>> Begin

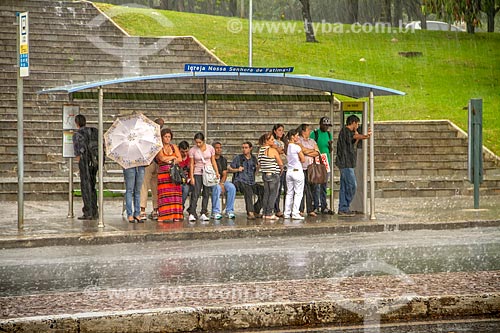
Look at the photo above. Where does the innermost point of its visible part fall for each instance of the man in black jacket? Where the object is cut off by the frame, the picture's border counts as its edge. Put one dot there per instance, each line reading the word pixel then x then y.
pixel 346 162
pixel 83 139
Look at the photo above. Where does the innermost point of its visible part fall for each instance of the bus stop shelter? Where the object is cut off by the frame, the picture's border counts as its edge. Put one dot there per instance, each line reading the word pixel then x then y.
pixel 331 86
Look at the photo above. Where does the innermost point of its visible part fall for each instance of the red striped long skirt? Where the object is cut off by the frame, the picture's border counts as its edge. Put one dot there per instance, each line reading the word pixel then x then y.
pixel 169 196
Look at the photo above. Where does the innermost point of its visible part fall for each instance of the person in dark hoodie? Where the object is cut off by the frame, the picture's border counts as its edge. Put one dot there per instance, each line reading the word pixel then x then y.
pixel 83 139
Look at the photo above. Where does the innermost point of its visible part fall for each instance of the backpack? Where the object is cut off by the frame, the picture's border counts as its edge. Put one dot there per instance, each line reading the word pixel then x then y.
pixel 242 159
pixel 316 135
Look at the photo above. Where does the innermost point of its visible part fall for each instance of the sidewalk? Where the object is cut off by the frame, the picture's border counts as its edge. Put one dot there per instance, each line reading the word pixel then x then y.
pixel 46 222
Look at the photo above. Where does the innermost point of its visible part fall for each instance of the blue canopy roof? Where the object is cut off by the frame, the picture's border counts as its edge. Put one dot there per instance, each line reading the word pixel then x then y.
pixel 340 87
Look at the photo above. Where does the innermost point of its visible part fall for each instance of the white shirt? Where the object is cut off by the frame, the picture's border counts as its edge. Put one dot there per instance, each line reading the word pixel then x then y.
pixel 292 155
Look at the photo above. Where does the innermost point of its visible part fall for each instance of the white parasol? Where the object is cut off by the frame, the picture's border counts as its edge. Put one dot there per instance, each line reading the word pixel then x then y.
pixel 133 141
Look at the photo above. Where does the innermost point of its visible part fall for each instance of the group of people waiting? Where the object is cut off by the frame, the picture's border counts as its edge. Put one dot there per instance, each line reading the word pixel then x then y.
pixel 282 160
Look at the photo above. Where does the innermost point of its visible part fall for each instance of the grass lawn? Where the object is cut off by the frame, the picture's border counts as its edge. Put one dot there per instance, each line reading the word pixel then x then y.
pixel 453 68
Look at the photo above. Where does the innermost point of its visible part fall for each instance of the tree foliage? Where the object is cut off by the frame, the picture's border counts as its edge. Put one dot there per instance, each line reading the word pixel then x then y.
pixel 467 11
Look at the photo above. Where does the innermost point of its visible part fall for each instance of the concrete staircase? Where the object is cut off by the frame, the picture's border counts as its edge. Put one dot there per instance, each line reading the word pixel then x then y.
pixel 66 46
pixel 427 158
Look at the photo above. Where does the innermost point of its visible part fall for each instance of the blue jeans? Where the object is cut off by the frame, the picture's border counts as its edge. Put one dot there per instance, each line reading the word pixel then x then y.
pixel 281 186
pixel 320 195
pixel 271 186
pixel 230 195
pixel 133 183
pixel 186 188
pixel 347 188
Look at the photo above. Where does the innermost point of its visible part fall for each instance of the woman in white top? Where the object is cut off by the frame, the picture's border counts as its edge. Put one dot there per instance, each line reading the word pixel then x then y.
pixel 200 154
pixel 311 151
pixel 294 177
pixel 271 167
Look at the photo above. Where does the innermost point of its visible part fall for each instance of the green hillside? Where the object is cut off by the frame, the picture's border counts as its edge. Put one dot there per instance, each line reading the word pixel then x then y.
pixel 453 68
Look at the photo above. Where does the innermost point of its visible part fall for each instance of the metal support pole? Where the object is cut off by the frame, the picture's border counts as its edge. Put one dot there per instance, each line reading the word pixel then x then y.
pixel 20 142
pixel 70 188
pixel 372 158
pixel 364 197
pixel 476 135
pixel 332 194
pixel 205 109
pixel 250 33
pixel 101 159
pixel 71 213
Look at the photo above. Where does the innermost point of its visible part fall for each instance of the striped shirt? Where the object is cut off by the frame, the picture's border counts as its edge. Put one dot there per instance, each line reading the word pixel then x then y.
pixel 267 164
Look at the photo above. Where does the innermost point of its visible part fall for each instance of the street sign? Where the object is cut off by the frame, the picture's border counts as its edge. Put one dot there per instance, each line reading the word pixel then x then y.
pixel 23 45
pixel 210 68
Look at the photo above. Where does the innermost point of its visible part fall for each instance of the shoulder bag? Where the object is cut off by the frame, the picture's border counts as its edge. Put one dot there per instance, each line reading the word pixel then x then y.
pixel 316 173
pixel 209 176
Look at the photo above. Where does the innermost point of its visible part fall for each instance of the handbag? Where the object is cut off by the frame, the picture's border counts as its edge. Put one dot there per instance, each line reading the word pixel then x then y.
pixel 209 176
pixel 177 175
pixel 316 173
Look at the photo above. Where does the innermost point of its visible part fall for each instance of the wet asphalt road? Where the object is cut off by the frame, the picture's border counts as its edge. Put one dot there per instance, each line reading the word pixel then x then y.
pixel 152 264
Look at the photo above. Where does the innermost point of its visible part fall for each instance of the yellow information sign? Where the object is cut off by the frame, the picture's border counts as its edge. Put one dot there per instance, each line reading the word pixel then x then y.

>> End

*Task goal*.
Copy the whole listing above line for line with no changes, and leave the pictures out.

*Answer to this exercise*.
Look at the photo above. Where does the innermost point of its visible part fall for each instance of the man in black jacket? Where the object is cut off by the frame, the picture's border counts as its edge. Put one dot there per instance, each line reading the word pixel then x then y.
pixel 346 162
pixel 83 139
Look at the photo above. Where does the innermost point of its visible part fall for each instance of the bus stop shelter? Where the object is cut off by the frame, the picture's border counts as its edge. Put one dot there per instance, each line reading the word pixel then x then y.
pixel 331 86
Look at the photo above. Where does the innermost point of its visible part fall for each instance of the red striped long skirt? Where the object is cut off by the frame, the picture's border counts as its edge. Put one dot there per instance, each line reading the word pixel then x then y.
pixel 169 196
Look at the photo above. Where does the innermost point of its visible part fall for each instance of the person in dark hoodie? Where the object is cut off by the frame, the picture's border counts as its edge. Put one dot there per instance, each line reading the word pixel then x then y.
pixel 83 139
Look at the photo above. Where does the innermost point of its visible part fall for each instance of the backpack? Where the object is cut off by the frame, the picture's border counts as its edge. Put one dot there per instance, each line reading the word pixel then x then y.
pixel 242 159
pixel 316 135
Look at the photo above. Where does the innermost point of its visible part fall for each instance of the sidewalk? Where the object is cut off by the frame, the picture's border counts as its edge. Put one dot there per instance, each line reading the word pixel then x then y.
pixel 46 222
Look at the photo above. Where does the innermost point of its visible part fall for each instance of the blue canopy roof? Where the object is cut off by the frame, the picture's border counts as its edge. Put one dot there per instance, each line reading the word pixel then x then y.
pixel 340 87
Look at the photo above. Where does the innermost point of its visible part fall for each instance of the white shirt? Where the object is cut off by the frame, the picture's border counts as its edge. Put one dot there per instance, each line reading the word pixel then x then y.
pixel 292 155
Look at the photo above. Where does the innermost point of its visible part fall for each instance of the white parasol? Where the object is cut off by the frame, the picture's border counts as its edge. Put one dot there per instance, each line reading the word pixel then x then y.
pixel 133 141
Look at the photo above. Where does the innermost point of its visible part fall for each instance of the group of people waiting? Where the object is cut off by the frame, the picture's border counts as its edge. Put one dot there per instance, each line reading the word pixel then x then y.
pixel 282 160
Look at the photo above. Where does the innermost point of its visible part fall for each instance of the grass lawn? Where the object is cut off by the frame, the picture's border counts as its edge. Put one dot there per instance, each line reading the word pixel then x then y.
pixel 453 68
Look at the photo above. Where does the innermost point of its visible part fall for each instance of the tree foliage? Where the object is cut off by the frame, the picture's border counts as its edge. Put one dot there per instance, each line reading the word pixel then x then y.
pixel 467 11
Look at the photo above. Where does the innermost point of its visible part fall for each instance of the concrete staircase? Where the object is cut off by the frame, the picture's border counts as its edge. Put one dot there per instance, each line reading the word pixel then x then y.
pixel 66 46
pixel 427 158
Look at the photo above. Where does the innermost point of its visible part fall for each instance of the blue jeans? Where the object is cut off by the frame, the picture's border counts as its edge. Put one dot there per instance, each line reading the word pixel then x then y.
pixel 281 186
pixel 320 195
pixel 271 186
pixel 230 195
pixel 133 183
pixel 186 188
pixel 347 188
Look at the photo above. Where does the innermost point of its visible part fall for each instance of the woman in white top? Where the object is cut off by the frame, the picture's border counts as its edge. Put one dot there per instance, each line reading the word pixel then x then y.
pixel 200 154
pixel 311 151
pixel 294 177
pixel 271 167
Look at the photo above. Where does the innermost point of its visible part fall for each instance of the green hillside? Where the object is cut off by the frame, the picture's border counts as its edge. Put one dot there per instance, each line reading the word pixel then x then y.
pixel 453 68
Look at the photo above. Where does the innermost point of its visible part fall for each instance of the metal support pole? Where the object is cut off by the frame, the picture's border counts as its edge. Put one dot there per instance, each line reading the word pixel then x then y.
pixel 20 142
pixel 70 188
pixel 372 158
pixel 364 197
pixel 476 135
pixel 332 194
pixel 205 109
pixel 250 33
pixel 101 159
pixel 71 213
Look at the photo above. Where does the innermost point of its visible part fall for each instance of the striped shirt? Where the object is cut off by the frame, the picture's border counts as its edge. Put one dot there per instance, each line reading the word pixel then x then y.
pixel 267 164
Look at the photo above. Where does the innermost point of its visible part fall for each instance of the street sign? Where the object is cut off by the frame, the picture's border counts as its edge. Put one dot there per instance, each line reading the word pixel then x then y.
pixel 23 45
pixel 210 68
Look at the photo above. Where does the innermost point of its visible part fall for each instance of the shoulder bag? Where the object is cut off by the frame, the picture's border counts as its edge. Put one dot there per instance, each line reading the word pixel then x then y.
pixel 316 173
pixel 209 176
Look at the photo above. Where does the innermost point of its visible part fall for each instance of the handbag? Where the object is cut off by the frame, the picture's border counts as its edge. Put one dot there per instance, each line reading the word pixel then x then y.
pixel 209 176
pixel 177 175
pixel 316 173
Look at the photo above. Where does the innermost point of its visible part fall for each instance of the wet asphalt road? Where the object is cut off by the frame, the picture's border counts as its edge. Put one dot there per instance, each line reading the word pixel then x then y.
pixel 152 264
Look at the photo above. Where does the innermost point of its visible part fall for each instance of the yellow information sign? Where the object is cut off by the frame, the picture's border counts as its edge. Put one dot there per instance, each line reading the word pixel then x then y.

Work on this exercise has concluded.